## Prompt
Omit images. Retype all entries verbatim.

Given information section start

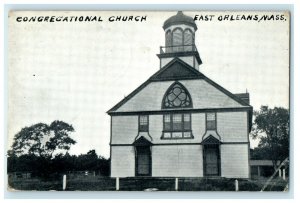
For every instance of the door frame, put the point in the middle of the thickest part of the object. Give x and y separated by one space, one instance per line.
217 146
136 161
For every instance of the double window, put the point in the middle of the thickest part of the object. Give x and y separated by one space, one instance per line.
177 126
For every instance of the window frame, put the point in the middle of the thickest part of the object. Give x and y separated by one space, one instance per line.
215 121
141 129
169 91
182 130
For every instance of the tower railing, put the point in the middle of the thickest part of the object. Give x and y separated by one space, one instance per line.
177 48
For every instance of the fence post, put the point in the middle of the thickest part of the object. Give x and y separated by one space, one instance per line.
279 172
176 184
236 185
117 183
64 182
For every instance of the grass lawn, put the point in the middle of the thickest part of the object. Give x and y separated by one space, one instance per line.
100 183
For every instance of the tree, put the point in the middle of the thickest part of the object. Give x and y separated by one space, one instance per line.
43 140
272 127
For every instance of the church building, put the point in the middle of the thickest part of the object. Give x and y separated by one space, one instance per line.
180 123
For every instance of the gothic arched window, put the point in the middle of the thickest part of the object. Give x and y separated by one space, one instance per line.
177 96
168 41
188 39
177 39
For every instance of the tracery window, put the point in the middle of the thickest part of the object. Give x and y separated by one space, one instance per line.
177 96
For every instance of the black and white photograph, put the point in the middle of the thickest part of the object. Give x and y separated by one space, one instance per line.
177 100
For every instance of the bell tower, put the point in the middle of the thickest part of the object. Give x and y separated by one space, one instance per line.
180 41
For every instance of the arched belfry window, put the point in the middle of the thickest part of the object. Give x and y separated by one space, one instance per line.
188 40
177 39
177 96
168 41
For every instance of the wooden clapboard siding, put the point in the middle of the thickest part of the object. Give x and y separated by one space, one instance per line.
234 160
232 126
122 161
177 161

Given information section end

## Written solution
For every instance of the door frame, put the point in the middle of the thickest part of the object. Give x and y separated by one space, one instance per line.
217 146
136 161
For every instance of the double window, put the point in the middle of the thickest part of the object. Give x and y separated by one space, one instance per line.
177 126
For every instance of the window frame, put the point in the middle of the thickest part of the object. Give x and y separated by one space, one instance per line.
215 121
141 129
169 91
182 130
For every instance of the tower railing, put the point in the middle of the thickest part of the object. Give x and y separated by one space, one instance per line.
177 48
For every instance of the fence post, put the point in the middle of the thickest part of the object. Give x and y separated by one space, one instance per line.
279 172
176 184
236 185
117 183
64 182
For every instance of the grass lawn, put the point in the middle of the thickest part of the object. Give x and y separated by one space, one instance per line.
100 183
For every instance of the tree, put the point in the middle of the thickest part of the object. Give x and y separated by one space, one instance per line.
43 140
272 127
For every instance of the church building, put the point in the middle of the thickest part of the object. Give x and y separated by one space, one instance per line.
180 123
For every instance of the gothic arched window, put the point in the middle of the thickest part of the object. Give x and y separated by one space, one instance per line.
177 96
168 41
188 39
177 39
For every instance of the tracery window, put the point in the middle of the thickest part of the object. Give x and y separated by one space, one instance per line.
177 96
For every instance of the black and white photograph, put the point in the middle of the thickest part of the object. Give x and y separated by one space, one instance per line.
177 100
For every instance of the bell tower, put the point in the middle of the thickest part of the object. Give x and y separated by one space, one instance per line.
180 41
For every instance of the arched belfry window, put the point in the middle of the thickest part of the object. Give x and y separated by one space, one instance per line.
188 40
177 39
177 96
168 41
For every instance of the wooden clapboard siding, put the point in the middle of the thickest part of the object. Give x and y separated by one space, one instance per line.
234 160
232 126
122 161
177 161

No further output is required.